- [Your assignment]
Give only the number of lines in the listing below where the string "bracketed" occurs.

- [Supplied data]
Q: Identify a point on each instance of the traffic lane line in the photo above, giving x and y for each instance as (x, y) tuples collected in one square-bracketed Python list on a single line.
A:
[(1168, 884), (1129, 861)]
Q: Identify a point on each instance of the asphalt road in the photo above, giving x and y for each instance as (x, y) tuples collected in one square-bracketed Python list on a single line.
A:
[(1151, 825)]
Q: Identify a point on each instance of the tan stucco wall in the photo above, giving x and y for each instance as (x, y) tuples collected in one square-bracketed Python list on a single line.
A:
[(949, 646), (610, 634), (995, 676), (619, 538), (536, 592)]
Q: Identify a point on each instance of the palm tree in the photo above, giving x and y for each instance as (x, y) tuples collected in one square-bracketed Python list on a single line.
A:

- [Answer space]
4